**TASK DIRECTIONS**
State how many lines of the records include the word "framed"; the reply is that number alone.

^^^^^^^^^^^^^^^^

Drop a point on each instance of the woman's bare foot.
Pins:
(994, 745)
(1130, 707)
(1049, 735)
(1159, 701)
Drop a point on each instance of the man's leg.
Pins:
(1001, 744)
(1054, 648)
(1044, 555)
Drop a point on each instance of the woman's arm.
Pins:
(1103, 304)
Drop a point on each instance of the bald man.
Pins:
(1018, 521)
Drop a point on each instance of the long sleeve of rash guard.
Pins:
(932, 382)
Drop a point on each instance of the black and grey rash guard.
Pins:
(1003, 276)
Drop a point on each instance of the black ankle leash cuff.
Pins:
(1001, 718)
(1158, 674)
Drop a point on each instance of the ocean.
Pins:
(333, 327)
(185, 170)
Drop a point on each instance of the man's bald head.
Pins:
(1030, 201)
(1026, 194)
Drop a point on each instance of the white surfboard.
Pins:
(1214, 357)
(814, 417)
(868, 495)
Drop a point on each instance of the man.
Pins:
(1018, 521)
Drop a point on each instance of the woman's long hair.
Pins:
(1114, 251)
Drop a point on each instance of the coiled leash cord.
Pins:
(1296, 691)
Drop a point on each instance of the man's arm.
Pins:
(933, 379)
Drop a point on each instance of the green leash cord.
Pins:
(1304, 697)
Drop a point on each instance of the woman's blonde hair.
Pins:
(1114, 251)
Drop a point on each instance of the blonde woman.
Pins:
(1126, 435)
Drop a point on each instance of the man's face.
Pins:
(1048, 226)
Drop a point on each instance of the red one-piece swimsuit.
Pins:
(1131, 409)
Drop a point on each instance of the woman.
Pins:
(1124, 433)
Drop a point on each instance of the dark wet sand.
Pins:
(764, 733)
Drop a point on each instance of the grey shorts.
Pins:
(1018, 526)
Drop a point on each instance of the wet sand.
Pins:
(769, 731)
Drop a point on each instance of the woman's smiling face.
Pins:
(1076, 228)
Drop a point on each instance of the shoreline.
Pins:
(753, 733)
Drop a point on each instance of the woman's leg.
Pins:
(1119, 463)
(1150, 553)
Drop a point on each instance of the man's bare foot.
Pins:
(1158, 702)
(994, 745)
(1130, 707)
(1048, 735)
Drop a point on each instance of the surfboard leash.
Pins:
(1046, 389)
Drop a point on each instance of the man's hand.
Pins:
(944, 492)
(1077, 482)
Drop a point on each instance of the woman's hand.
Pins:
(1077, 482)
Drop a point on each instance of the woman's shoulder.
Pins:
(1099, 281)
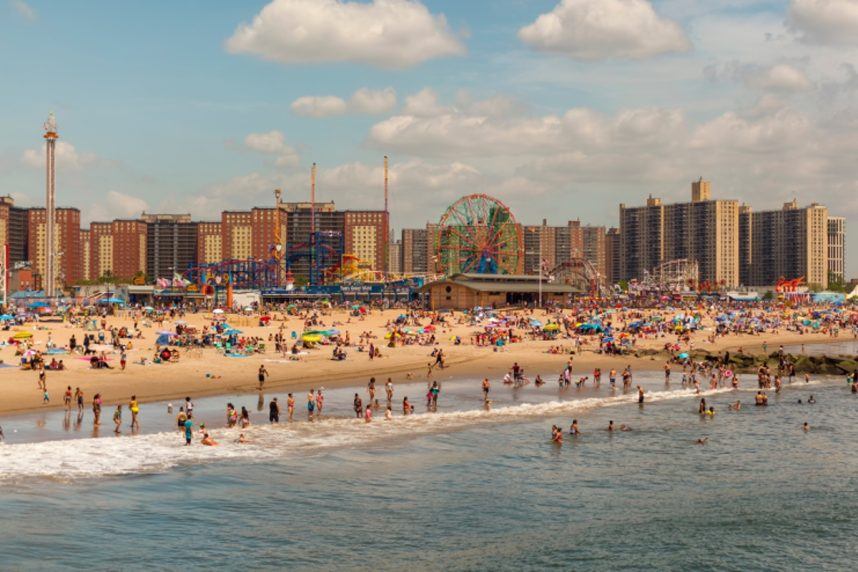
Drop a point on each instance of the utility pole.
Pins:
(51, 136)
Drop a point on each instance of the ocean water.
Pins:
(459, 489)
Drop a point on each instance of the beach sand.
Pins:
(19, 389)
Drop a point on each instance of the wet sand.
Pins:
(158, 382)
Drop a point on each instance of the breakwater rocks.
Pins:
(750, 363)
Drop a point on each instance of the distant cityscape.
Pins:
(731, 244)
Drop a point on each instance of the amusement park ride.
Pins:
(321, 254)
(479, 234)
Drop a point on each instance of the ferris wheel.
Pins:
(479, 234)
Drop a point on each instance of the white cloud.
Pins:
(373, 102)
(604, 29)
(363, 101)
(239, 192)
(772, 131)
(23, 9)
(824, 21)
(422, 103)
(125, 205)
(67, 157)
(319, 106)
(782, 77)
(435, 130)
(272, 143)
(385, 33)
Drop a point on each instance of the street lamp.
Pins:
(538, 263)
(539, 269)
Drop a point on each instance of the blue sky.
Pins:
(167, 106)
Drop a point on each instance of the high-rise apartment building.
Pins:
(14, 229)
(612, 256)
(66, 245)
(837, 248)
(789, 243)
(394, 256)
(415, 250)
(746, 243)
(117, 249)
(641, 238)
(365, 236)
(171, 244)
(701, 191)
(540, 246)
(85, 254)
(594, 248)
(704, 230)
(237, 233)
(209, 243)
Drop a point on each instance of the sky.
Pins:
(562, 109)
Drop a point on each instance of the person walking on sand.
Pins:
(117, 419)
(189, 431)
(96, 410)
(311, 404)
(388, 388)
(134, 407)
(78, 396)
(274, 411)
(320, 403)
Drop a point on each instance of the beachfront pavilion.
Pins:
(465, 291)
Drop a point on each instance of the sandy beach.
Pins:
(209, 372)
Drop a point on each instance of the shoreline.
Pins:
(487, 363)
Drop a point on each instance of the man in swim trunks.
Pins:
(189, 431)
(274, 411)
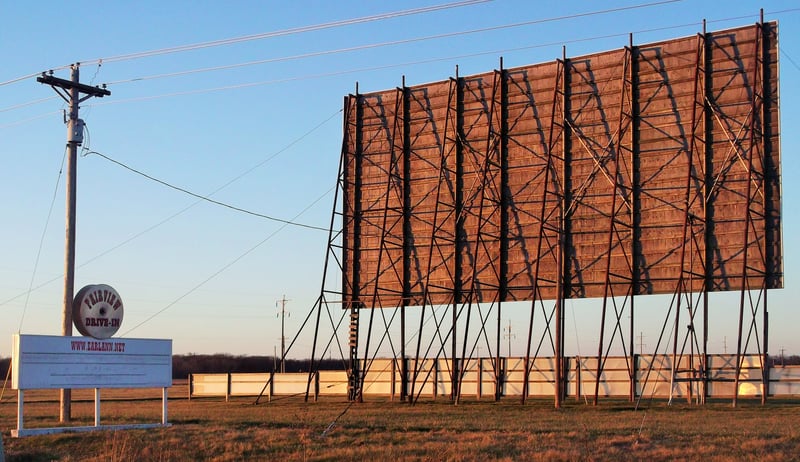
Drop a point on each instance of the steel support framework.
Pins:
(610, 176)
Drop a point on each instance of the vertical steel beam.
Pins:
(407, 235)
(754, 117)
(563, 282)
(616, 190)
(504, 204)
(708, 185)
(766, 149)
(355, 379)
(634, 153)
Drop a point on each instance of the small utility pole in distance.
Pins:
(283, 315)
(70, 91)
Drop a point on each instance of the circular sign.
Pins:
(97, 311)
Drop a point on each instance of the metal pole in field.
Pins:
(71, 93)
(282, 314)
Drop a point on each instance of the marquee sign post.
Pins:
(94, 361)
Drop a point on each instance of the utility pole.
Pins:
(509, 335)
(283, 315)
(70, 91)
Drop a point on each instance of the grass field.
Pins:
(333, 429)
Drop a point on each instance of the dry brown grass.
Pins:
(290, 429)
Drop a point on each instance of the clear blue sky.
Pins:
(209, 277)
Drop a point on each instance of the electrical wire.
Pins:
(261, 36)
(227, 265)
(167, 219)
(208, 199)
(383, 44)
(41, 241)
(365, 69)
(205, 198)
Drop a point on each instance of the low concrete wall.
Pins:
(479, 378)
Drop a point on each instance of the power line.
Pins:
(373, 68)
(383, 44)
(205, 198)
(41, 240)
(167, 219)
(224, 267)
(291, 31)
(346, 22)
(264, 35)
(388, 66)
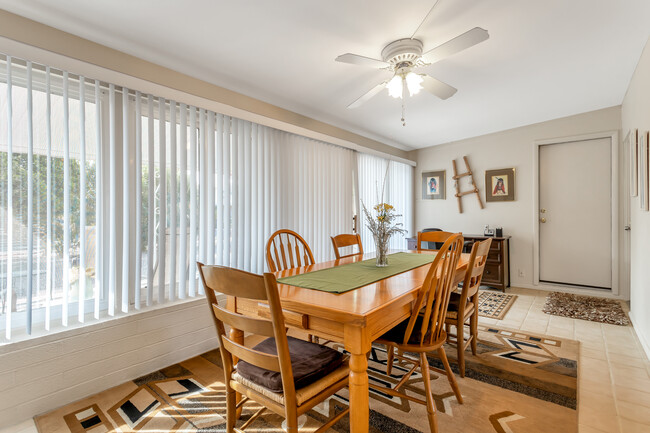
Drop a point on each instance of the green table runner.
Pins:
(340, 279)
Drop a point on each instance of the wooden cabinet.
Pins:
(497, 268)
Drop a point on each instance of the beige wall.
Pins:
(635, 113)
(32, 33)
(511, 148)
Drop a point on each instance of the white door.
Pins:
(575, 213)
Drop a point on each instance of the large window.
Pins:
(384, 181)
(109, 197)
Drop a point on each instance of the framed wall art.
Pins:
(500, 185)
(633, 143)
(433, 185)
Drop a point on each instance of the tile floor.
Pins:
(614, 372)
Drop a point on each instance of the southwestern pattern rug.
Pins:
(189, 396)
(586, 308)
(494, 305)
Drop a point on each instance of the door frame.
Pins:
(613, 136)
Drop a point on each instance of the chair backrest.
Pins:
(286, 249)
(475, 268)
(435, 293)
(438, 236)
(241, 284)
(346, 240)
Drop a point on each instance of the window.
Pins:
(109, 196)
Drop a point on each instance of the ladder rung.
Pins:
(458, 176)
(460, 194)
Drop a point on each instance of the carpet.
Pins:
(189, 397)
(586, 308)
(494, 305)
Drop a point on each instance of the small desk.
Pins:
(355, 318)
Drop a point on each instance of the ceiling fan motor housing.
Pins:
(403, 53)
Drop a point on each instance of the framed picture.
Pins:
(500, 185)
(633, 143)
(433, 185)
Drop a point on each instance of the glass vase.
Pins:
(382, 252)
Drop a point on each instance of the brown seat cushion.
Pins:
(396, 334)
(309, 362)
(454, 305)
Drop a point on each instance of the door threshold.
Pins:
(576, 286)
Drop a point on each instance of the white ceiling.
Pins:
(544, 59)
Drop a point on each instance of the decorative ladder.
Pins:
(457, 178)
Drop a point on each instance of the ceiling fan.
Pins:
(404, 58)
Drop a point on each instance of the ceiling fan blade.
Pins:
(365, 97)
(356, 59)
(437, 87)
(459, 43)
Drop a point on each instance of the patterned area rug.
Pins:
(494, 304)
(498, 392)
(586, 308)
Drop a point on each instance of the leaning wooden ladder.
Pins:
(457, 178)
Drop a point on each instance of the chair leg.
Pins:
(390, 351)
(450, 374)
(460, 347)
(231, 411)
(292, 424)
(473, 325)
(431, 407)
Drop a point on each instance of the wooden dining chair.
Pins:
(283, 374)
(345, 240)
(439, 237)
(286, 249)
(463, 306)
(424, 331)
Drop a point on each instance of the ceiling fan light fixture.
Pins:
(414, 83)
(395, 86)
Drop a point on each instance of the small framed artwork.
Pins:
(500, 185)
(433, 185)
(633, 143)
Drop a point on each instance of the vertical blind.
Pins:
(109, 196)
(394, 179)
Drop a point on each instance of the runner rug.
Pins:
(494, 305)
(512, 385)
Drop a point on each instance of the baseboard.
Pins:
(645, 343)
(575, 291)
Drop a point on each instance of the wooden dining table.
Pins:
(355, 318)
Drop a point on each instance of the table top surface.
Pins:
(359, 302)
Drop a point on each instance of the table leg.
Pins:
(358, 346)
(237, 336)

^^^^^^^^^^^^^^^^

**ANSWER FOR THIS EXERCISE**
3